PROVIDED ENTRIES.
-------
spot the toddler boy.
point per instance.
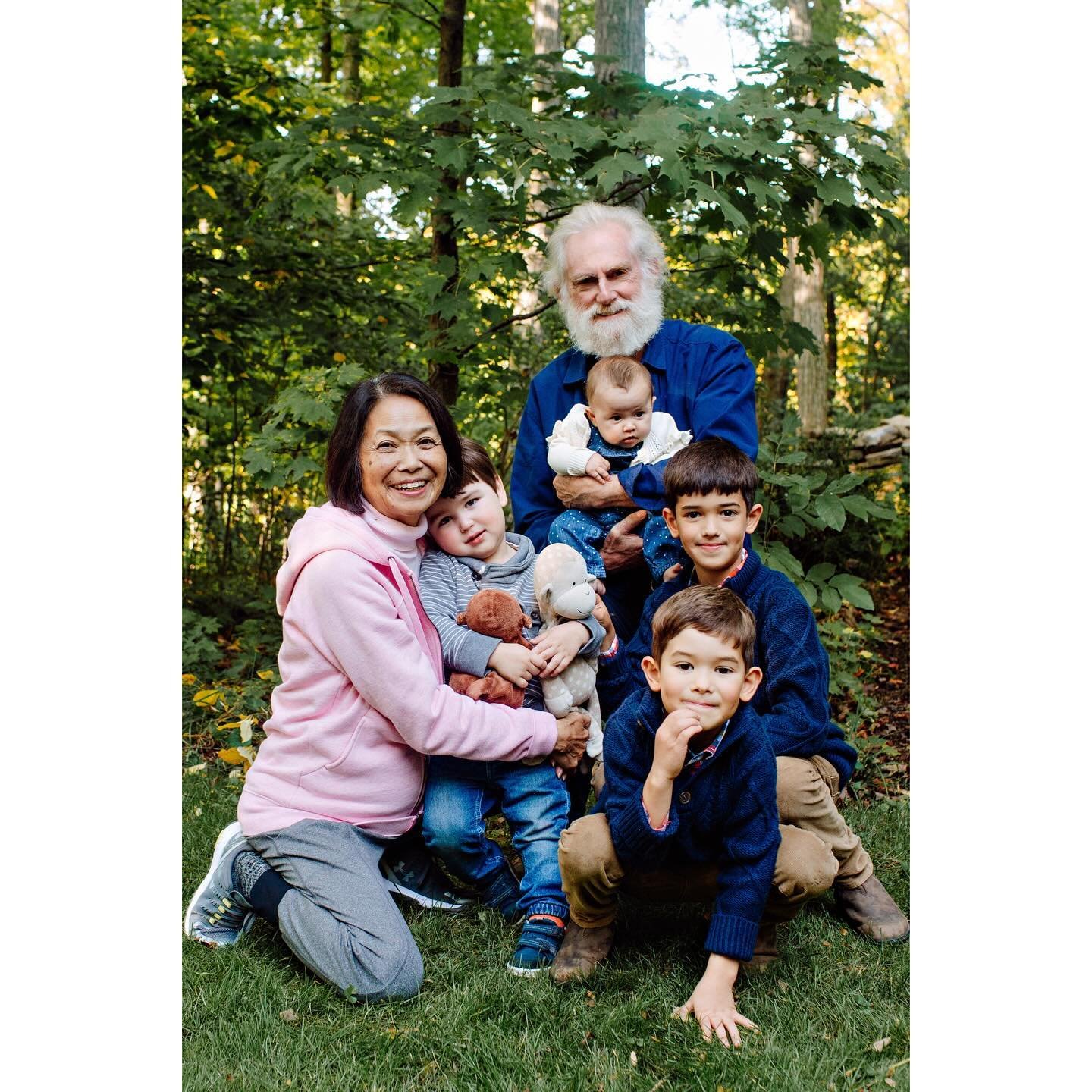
(689, 807)
(616, 429)
(710, 489)
(474, 551)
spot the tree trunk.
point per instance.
(779, 367)
(831, 334)
(548, 39)
(807, 292)
(874, 332)
(350, 74)
(620, 32)
(442, 369)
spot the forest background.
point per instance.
(369, 186)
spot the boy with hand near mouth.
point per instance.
(616, 429)
(475, 551)
(689, 807)
(710, 491)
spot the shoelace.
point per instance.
(226, 911)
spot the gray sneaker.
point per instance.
(218, 915)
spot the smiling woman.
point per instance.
(329, 814)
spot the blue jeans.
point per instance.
(535, 802)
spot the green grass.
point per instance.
(821, 1007)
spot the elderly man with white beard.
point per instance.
(606, 268)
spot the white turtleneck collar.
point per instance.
(403, 541)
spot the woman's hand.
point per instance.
(516, 663)
(571, 739)
(558, 645)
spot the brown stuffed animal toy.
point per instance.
(495, 614)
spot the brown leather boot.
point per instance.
(766, 948)
(581, 951)
(873, 912)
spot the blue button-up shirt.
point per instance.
(700, 375)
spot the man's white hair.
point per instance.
(645, 243)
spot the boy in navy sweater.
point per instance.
(689, 807)
(710, 491)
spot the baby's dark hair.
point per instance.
(717, 612)
(705, 466)
(478, 466)
(616, 372)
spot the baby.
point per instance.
(616, 428)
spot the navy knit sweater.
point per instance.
(725, 813)
(791, 701)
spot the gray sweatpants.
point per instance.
(339, 918)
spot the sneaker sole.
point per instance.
(218, 852)
(423, 900)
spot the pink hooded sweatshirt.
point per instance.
(362, 697)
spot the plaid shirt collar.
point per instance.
(695, 762)
(735, 570)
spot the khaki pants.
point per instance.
(593, 877)
(807, 799)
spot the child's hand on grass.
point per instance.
(516, 663)
(714, 1005)
(558, 645)
(598, 469)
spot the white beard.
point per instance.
(622, 337)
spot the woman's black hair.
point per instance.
(344, 485)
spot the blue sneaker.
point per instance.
(503, 893)
(538, 943)
(218, 915)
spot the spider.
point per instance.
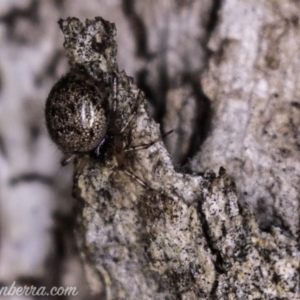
(82, 118)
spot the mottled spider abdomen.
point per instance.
(75, 114)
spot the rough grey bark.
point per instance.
(252, 81)
(149, 232)
(165, 46)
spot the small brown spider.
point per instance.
(82, 118)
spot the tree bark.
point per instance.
(223, 75)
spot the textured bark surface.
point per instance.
(222, 73)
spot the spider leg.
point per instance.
(140, 181)
(147, 145)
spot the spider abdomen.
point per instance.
(76, 114)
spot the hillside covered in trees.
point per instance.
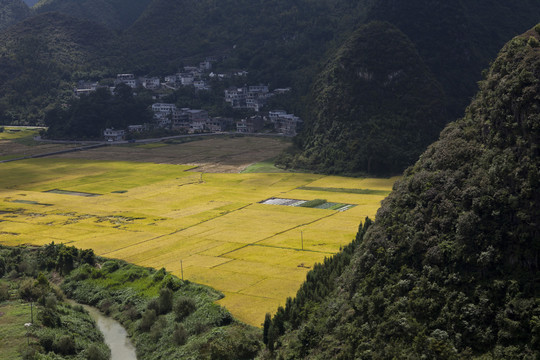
(450, 268)
(375, 107)
(279, 43)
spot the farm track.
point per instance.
(176, 232)
(213, 222)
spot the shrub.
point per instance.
(157, 329)
(49, 317)
(159, 275)
(4, 292)
(110, 266)
(46, 340)
(180, 335)
(183, 307)
(172, 282)
(148, 319)
(94, 352)
(65, 345)
(165, 300)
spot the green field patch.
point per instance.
(345, 190)
(151, 145)
(29, 202)
(266, 166)
(13, 332)
(313, 204)
(75, 193)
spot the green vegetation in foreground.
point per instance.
(13, 316)
(58, 330)
(22, 135)
(167, 318)
(344, 190)
(266, 166)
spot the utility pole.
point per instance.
(182, 269)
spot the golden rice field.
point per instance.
(210, 225)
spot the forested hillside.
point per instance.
(40, 57)
(376, 106)
(11, 12)
(279, 42)
(450, 268)
(115, 14)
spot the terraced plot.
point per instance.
(210, 225)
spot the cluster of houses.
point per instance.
(187, 120)
(198, 121)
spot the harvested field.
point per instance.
(173, 216)
(221, 154)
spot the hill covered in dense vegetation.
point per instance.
(12, 12)
(40, 58)
(114, 14)
(450, 268)
(279, 42)
(376, 106)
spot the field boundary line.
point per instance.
(178, 231)
(282, 232)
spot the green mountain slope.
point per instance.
(115, 14)
(273, 39)
(376, 106)
(457, 39)
(39, 58)
(450, 268)
(11, 12)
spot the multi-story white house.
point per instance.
(128, 79)
(114, 135)
(252, 97)
(284, 123)
(151, 83)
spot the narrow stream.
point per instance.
(115, 335)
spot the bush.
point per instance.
(148, 319)
(95, 352)
(159, 275)
(110, 266)
(46, 340)
(183, 307)
(65, 345)
(4, 292)
(180, 335)
(49, 317)
(165, 300)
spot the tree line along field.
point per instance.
(210, 226)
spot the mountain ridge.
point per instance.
(449, 268)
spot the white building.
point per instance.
(151, 83)
(114, 135)
(128, 79)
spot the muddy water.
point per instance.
(115, 335)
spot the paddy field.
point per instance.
(186, 207)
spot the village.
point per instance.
(196, 121)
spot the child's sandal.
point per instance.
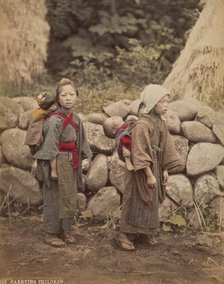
(124, 242)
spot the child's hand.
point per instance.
(54, 175)
(151, 181)
(89, 162)
(34, 168)
(126, 152)
(165, 176)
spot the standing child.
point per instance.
(153, 155)
(59, 165)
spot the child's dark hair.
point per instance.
(64, 82)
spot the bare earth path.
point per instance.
(96, 258)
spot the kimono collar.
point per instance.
(151, 95)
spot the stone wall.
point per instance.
(197, 190)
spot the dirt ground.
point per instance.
(96, 258)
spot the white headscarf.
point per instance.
(151, 95)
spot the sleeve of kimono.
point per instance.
(49, 147)
(141, 145)
(171, 159)
(85, 148)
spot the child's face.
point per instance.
(67, 97)
(162, 106)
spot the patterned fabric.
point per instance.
(151, 147)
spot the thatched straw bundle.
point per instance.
(24, 36)
(199, 71)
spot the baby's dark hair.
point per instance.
(64, 82)
(45, 100)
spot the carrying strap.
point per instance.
(67, 119)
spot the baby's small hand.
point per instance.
-------
TASK DESCRIPTION.
Scale the rows above, from the line with "spot the bare earth path." through the end of the rows, by writing out every line again with its wording unchanged. Multiply each point coordinate in the answers by 1.2 and round to whole numbers, with halves rounded up.

THE OUTPUT.
spot the bare earth path.
point per instance.
(115, 310)
spot the kimono collar.
point per instance.
(181, 114)
spot the stone wall.
point per instance.
(236, 228)
spot the dirt ground.
point per instance.
(115, 310)
spot the white headscarf.
point per instance.
(181, 114)
spot the sleeve of kimono.
point per instance.
(59, 176)
(169, 174)
(205, 191)
(102, 178)
spot the child's face.
point per instance.
(80, 116)
(194, 127)
spot the patterned fabric.
point per instance.
(181, 176)
spot the thatched straw bundle.
point per instance.
(29, 43)
(239, 85)
spot the baby's dark hair.
point per instance.
(77, 98)
(54, 120)
spot the carrying strap.
point per instance.
(80, 143)
spot the baby's small hand.
point per instance.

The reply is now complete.